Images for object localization
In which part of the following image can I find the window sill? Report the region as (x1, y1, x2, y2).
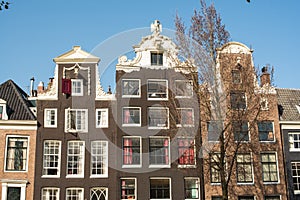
(122, 124, 141, 127)
(4, 170, 27, 173)
(147, 98, 168, 101)
(44, 126, 57, 128)
(122, 165, 142, 168)
(122, 95, 141, 98)
(289, 149, 300, 152)
(263, 181, 280, 185)
(178, 164, 196, 168)
(236, 182, 254, 185)
(42, 175, 60, 178)
(149, 165, 170, 168)
(148, 127, 169, 130)
(90, 175, 108, 178)
(66, 175, 84, 178)
(175, 96, 193, 98)
(96, 126, 109, 128)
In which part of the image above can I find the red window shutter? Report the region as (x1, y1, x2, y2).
(62, 78, 71, 94)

→ **WORK TASK**: Lines from the one holding "In which part of the image" to the last line of the records: return these exactly, and only these.

→ **WRITTEN SOLUTION**:
In which part of the image above can I find the red window shutter? Report the region as (x1, y1, x2, y2).
(62, 78, 71, 94)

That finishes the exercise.